* [WORK INSTRUCTIONS]
Restate the complete material exactly.

(Pointing records)
▶

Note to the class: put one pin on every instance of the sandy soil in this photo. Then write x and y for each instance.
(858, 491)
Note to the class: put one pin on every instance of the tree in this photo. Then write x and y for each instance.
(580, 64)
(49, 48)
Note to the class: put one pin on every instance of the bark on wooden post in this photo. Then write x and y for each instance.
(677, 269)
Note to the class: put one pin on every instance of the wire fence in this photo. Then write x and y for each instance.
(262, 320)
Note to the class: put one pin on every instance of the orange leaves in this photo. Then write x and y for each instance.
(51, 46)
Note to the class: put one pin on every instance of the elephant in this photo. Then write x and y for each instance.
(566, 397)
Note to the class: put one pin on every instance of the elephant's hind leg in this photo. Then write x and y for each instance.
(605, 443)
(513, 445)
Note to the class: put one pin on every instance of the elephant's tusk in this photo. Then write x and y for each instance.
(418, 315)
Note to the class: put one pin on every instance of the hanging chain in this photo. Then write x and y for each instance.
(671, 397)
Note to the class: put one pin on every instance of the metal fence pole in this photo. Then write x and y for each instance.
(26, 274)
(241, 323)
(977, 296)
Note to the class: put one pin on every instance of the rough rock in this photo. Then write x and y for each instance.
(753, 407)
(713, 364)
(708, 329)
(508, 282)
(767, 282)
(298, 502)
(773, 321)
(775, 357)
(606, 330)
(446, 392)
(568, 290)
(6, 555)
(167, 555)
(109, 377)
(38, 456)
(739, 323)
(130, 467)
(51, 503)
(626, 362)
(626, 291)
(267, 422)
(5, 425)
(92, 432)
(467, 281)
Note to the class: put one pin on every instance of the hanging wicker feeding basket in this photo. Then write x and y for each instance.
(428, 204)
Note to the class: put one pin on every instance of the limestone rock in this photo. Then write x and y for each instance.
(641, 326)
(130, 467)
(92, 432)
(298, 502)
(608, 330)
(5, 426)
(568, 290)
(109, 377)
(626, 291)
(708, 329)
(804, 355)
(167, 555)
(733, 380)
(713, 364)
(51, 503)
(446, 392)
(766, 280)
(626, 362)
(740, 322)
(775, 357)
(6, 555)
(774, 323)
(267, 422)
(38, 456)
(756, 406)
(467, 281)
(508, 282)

◀

* [COMPLETE OUTPUT]
Note to the class: put one pin on every instance of the sandy soil in this photo. Then write x and y for each instance.
(858, 491)
Note to the class: put one pin on every instance of the tree in this photo. Then write x and y for each instance.
(580, 64)
(49, 48)
Note to the class: put one pin on every instance of the bark on wooden post in this photo. Then write x and y for each instance.
(677, 269)
Note to the class: put one pin on every instance of the wire fence in this photo. Then write x and y for each instance.
(262, 320)
Note to the class: put one pin on every instance of the orange leaves in this photo. Then write x and y for each instance.
(51, 46)
Note to the class: put one pin on every instance of the elephant in this photo. Then write x and y for each instance.
(566, 397)
Note to the class: put one pin on every instance of the elephant's hind leg in this photo. Then write x and y for each instance.
(605, 443)
(513, 445)
Note to the class: put one pin on every instance of the elephant's tusk in this photo. Then write x and y for each instance.
(418, 315)
Note to the class: put one pin on every instance of the hanging chain in this photo. Then write x and y for each instance.
(671, 397)
Note to the class: put one pin on every instance of the metal fence pole in this photo. Then write x and y for each instance.
(26, 274)
(241, 323)
(977, 296)
Note to the class: put one pin on every instance of the rough rock in this photo. Then write x and y for each instance.
(753, 407)
(713, 364)
(708, 329)
(508, 282)
(767, 282)
(298, 502)
(773, 321)
(775, 357)
(606, 330)
(446, 392)
(568, 290)
(6, 555)
(167, 555)
(109, 377)
(38, 456)
(739, 323)
(130, 467)
(51, 503)
(626, 362)
(626, 291)
(267, 422)
(5, 425)
(92, 432)
(467, 281)
Note to the class: put one pin on every instance of the hanging wicker feeding basket in this photo. Then write x and y for each instance.
(428, 204)
Note to the class: put one pin on every instance of the limestone rock in this photo. Then write x and y for each instance.
(641, 326)
(130, 467)
(92, 432)
(298, 502)
(608, 330)
(5, 426)
(568, 290)
(109, 377)
(626, 291)
(708, 329)
(804, 355)
(167, 555)
(733, 380)
(713, 364)
(51, 503)
(446, 392)
(766, 280)
(626, 362)
(740, 322)
(775, 357)
(6, 555)
(774, 323)
(267, 422)
(38, 456)
(756, 406)
(467, 281)
(508, 282)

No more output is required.